> **Raw data**
+ + + +

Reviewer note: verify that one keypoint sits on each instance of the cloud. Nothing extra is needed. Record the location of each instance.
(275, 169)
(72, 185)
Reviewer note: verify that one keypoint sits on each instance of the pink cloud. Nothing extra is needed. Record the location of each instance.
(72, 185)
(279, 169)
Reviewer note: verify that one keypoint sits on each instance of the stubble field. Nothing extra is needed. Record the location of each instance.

+ + + +

> **What you need to do**
Retype each of the rows above word for word.

> **Solution to this task**
Reviewer note: verify that one keypoint sits on each instance of the cloud. Nothing extra is needed. Record the location of each instance.
(275, 169)
(72, 185)
Reviewer note: verify that one keypoint sits on each instance of the pink cloud. Nothing extra is needed. Record the location of each instance.
(72, 185)
(279, 169)
Reviewer note: verify that one keypoint sits on each instance of the stubble field. Nothing extra is needed. Record the location of each instance.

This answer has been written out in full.